About those beach closures in Los Angeles

Writes Timothy Williams:

Lew,

Having read Ryan McMaken’s thoughts, I thought you might like another perspective on our uneven lockdown in Southern California.

I live in Venice Beach, where my friends and I have worked daily for a year on a community sandcastle, facing intimidation and threats of arrest from beach-maintenance bureaucrats. The police, having been called on us repeatedly, ultimately determined that there is, in fact, no law against building a sandcastle.

When the beach here was shut down by county fiat, it was empty for several days, during which the bureaucrats bulldozed the sandcastle, apparently as an “essential service.”

This past Saturday, however, something miraculous happened. The beach was swarming with people and surfers, all seeming to keep a respectable distance, while lifeguards looked on impassively. Anyone would have thought it was a normal spring day. That entire day I did not see any law enforcement anywhere near the supposedly-closed beach.

Early the next morning I went out with my shovels and was immediately invited to leave — though by lifeguards, not law enforcement. I had made the mistake of going out before the crowds arrived.

It is clear from these events that the county has nowhere near the resources necessary to enforce such an absurd and counterproductive measure as closing the beach. After all, reasonable people recognize the beach as an ideal place to ride out a pandemic, or a hysteria, as the case may be.

## Problem description
Extend the letter about the Los Angeles beach closures, starting after its final sentence.

## Dataset content

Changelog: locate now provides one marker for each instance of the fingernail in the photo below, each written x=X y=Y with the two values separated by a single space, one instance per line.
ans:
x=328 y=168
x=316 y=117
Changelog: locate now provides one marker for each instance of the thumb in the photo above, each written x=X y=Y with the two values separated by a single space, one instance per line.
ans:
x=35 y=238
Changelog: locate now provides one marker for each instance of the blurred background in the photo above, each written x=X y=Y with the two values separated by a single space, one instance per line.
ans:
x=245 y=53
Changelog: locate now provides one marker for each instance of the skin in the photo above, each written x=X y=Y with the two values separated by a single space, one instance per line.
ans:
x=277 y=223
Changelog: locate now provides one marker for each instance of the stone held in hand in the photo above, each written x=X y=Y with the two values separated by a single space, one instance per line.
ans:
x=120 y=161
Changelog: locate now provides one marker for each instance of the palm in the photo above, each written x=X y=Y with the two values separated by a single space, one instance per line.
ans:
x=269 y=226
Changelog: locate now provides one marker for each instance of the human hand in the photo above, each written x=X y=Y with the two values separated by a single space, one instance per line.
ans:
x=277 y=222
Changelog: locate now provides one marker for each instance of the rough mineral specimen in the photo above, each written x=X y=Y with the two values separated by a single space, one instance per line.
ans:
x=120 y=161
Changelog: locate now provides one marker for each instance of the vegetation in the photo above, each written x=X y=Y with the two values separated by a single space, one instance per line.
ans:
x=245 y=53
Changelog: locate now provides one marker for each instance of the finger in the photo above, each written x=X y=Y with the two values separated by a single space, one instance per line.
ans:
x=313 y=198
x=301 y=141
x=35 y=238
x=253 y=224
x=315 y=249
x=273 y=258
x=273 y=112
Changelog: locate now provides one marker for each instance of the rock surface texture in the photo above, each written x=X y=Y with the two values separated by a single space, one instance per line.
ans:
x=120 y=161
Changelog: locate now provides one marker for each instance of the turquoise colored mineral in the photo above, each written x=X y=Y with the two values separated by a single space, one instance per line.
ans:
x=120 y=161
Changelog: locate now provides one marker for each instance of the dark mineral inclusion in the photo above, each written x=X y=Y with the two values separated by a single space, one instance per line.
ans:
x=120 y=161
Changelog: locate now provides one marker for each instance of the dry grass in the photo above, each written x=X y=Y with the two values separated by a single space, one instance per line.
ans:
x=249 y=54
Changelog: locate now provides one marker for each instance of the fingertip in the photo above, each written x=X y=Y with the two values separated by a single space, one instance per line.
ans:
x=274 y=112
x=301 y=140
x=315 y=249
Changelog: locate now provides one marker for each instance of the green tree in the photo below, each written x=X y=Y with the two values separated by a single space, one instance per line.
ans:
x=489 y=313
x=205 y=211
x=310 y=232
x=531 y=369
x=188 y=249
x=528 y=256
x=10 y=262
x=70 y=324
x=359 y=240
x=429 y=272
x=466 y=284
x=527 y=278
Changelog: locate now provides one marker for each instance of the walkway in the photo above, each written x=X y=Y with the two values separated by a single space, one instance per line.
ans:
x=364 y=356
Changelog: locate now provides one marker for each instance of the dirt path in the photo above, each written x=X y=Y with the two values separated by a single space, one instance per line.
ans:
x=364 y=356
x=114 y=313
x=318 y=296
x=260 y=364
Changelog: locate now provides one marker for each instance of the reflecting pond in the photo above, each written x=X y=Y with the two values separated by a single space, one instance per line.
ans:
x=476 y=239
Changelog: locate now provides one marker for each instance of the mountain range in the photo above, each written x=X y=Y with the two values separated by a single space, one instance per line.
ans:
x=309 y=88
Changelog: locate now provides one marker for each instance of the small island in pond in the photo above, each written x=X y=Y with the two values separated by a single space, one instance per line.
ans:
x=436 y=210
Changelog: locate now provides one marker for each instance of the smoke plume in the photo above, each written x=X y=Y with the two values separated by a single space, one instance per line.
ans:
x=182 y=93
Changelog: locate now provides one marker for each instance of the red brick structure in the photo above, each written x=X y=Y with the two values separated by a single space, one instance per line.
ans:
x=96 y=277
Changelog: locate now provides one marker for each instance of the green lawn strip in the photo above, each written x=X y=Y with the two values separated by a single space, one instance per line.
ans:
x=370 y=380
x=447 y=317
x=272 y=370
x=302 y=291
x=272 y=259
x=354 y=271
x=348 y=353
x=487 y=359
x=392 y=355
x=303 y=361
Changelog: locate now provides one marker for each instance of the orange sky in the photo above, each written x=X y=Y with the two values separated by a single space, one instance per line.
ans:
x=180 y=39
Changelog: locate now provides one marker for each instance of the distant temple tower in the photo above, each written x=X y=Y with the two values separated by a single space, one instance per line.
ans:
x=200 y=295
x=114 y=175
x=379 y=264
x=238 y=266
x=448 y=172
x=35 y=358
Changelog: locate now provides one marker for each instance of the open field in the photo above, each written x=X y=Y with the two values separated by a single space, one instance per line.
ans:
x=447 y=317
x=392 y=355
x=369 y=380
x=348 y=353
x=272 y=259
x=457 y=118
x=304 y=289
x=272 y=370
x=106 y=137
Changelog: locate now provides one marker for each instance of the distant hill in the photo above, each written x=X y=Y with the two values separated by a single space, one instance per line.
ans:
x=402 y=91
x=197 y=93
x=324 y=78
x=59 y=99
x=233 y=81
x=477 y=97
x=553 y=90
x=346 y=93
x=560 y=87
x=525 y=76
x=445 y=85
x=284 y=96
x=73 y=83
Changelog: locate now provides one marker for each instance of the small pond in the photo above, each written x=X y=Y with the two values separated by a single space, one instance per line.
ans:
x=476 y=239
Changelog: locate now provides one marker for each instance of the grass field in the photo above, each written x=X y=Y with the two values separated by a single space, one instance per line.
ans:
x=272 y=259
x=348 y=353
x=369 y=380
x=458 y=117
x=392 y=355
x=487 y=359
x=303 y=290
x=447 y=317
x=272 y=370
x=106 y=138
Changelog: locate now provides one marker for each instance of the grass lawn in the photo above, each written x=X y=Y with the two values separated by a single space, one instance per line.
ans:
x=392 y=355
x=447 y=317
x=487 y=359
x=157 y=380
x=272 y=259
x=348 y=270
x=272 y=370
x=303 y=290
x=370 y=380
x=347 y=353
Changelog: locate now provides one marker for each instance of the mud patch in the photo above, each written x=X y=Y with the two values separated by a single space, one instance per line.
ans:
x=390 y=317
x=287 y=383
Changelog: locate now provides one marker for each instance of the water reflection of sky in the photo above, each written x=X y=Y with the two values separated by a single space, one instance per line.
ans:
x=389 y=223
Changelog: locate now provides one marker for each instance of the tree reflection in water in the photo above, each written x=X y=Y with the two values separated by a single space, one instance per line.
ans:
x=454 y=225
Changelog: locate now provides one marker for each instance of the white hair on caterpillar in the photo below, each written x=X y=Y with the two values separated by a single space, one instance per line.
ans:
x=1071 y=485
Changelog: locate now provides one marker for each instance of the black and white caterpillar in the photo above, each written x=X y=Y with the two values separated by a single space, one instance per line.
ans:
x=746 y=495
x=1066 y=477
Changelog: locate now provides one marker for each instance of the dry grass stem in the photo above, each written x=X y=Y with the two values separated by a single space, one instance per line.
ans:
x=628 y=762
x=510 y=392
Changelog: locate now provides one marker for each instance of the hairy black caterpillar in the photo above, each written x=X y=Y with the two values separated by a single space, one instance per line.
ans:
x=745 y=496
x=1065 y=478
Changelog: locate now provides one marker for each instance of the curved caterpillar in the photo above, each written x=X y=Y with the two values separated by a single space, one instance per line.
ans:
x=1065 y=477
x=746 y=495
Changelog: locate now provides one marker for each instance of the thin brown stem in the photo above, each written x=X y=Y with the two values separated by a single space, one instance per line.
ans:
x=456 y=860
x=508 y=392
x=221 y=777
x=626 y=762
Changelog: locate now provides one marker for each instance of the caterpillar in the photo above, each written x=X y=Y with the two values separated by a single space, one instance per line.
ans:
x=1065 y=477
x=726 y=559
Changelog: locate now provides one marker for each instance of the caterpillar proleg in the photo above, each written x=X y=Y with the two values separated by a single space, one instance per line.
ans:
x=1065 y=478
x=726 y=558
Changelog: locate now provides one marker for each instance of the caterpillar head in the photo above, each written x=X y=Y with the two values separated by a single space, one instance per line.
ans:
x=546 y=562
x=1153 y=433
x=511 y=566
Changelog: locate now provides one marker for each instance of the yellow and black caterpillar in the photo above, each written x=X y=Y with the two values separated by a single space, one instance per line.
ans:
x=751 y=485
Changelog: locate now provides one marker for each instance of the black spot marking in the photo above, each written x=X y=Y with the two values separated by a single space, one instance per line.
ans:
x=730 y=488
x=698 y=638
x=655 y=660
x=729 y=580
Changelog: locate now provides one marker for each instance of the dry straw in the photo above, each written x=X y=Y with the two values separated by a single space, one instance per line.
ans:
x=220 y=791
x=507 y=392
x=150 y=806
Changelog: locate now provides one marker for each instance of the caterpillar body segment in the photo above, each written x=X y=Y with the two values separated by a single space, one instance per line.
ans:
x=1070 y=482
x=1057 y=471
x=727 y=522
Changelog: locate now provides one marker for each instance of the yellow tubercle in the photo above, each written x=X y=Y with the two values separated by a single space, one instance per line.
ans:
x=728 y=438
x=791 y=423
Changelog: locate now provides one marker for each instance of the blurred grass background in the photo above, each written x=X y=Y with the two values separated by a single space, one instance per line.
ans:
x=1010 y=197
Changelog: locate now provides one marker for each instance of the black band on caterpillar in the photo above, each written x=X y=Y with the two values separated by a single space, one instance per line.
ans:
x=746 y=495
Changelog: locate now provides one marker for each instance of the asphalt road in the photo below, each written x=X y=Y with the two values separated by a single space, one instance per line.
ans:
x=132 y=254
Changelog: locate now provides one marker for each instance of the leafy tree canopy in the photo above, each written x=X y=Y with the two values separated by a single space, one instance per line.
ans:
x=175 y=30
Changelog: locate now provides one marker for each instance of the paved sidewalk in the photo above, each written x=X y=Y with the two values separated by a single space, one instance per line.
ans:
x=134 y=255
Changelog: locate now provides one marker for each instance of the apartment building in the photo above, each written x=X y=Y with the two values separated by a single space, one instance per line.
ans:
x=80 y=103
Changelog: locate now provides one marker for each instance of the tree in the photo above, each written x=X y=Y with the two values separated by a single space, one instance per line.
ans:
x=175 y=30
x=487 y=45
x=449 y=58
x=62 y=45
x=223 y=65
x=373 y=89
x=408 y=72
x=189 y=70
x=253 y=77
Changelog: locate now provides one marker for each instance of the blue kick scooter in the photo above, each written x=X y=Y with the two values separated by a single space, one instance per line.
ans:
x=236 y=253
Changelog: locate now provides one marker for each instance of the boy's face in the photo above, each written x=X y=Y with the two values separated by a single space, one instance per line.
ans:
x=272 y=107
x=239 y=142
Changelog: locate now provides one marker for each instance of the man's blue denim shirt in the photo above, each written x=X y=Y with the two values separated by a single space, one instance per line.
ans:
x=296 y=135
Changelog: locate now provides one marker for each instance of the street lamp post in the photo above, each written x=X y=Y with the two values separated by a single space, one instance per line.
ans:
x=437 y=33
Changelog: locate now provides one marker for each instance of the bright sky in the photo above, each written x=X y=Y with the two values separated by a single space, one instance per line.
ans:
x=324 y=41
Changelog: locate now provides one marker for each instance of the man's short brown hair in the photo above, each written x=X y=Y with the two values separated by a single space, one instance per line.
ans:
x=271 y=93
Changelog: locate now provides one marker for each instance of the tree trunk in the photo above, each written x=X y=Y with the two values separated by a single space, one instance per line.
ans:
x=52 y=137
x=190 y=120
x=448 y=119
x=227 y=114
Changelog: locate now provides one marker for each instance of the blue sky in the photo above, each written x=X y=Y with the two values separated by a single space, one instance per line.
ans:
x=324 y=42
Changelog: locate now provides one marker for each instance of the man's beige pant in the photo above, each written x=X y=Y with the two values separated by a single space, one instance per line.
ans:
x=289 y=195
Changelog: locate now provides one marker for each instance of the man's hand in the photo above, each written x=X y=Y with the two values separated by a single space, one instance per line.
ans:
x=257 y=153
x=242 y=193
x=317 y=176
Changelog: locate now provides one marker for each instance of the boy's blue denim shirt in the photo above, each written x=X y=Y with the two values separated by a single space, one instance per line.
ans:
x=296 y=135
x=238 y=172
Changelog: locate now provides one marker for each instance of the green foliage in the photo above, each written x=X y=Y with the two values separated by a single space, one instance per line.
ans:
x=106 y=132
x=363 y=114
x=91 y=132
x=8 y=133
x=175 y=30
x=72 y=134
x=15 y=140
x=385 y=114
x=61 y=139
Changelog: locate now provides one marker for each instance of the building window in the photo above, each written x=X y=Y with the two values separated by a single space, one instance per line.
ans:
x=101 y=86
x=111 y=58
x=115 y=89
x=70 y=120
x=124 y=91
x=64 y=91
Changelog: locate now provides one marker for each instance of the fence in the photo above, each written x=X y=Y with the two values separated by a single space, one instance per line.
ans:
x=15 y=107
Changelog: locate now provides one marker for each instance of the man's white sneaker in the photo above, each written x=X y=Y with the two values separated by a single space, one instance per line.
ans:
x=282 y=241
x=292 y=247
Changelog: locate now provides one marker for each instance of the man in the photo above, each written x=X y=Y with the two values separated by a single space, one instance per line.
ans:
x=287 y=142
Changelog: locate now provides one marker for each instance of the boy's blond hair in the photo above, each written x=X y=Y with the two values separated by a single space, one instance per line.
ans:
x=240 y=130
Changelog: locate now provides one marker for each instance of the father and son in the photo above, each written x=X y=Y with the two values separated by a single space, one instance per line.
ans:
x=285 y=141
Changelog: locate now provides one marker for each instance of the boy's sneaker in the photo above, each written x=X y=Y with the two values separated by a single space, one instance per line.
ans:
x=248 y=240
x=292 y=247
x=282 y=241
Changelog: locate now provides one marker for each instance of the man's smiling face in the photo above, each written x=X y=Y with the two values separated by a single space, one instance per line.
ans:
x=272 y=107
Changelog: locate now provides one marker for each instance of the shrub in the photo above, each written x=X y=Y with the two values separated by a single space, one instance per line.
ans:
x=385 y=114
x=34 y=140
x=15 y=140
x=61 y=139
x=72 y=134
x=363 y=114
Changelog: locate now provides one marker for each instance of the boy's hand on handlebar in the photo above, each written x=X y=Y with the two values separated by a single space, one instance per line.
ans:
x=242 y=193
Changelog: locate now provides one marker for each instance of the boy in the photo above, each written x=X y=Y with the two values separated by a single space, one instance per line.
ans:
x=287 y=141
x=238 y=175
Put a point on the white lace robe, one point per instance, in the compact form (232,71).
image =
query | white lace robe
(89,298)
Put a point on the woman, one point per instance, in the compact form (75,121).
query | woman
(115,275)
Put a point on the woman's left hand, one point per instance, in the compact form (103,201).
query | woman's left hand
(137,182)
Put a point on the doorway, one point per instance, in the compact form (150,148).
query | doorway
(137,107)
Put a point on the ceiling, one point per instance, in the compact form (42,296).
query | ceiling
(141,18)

## Result
So today, we may walk on the grass, but not on the sand. Such absurd rules are made to be broken, and absent an army of riot police, the county’s only recourse is to make a vicious and arbitrary example of the occasional surfer and dog-walker. These draconian measures only undermine their legitimacy further.

The AP headline blared: “Officials across California losing patience with those violating stay-at-home orders.”

But what I observed was Californians losing patience with “officials” and their “orders.”

As Tom Luongo recently noted, we will defeat the tyrants not by marching through their institutions, nor by violent resistance, but simply because a growing plurality are tuning them out.

Wouldn’t it be a delightful irony if Californians led the fight against statism with a collective “whatever, man.”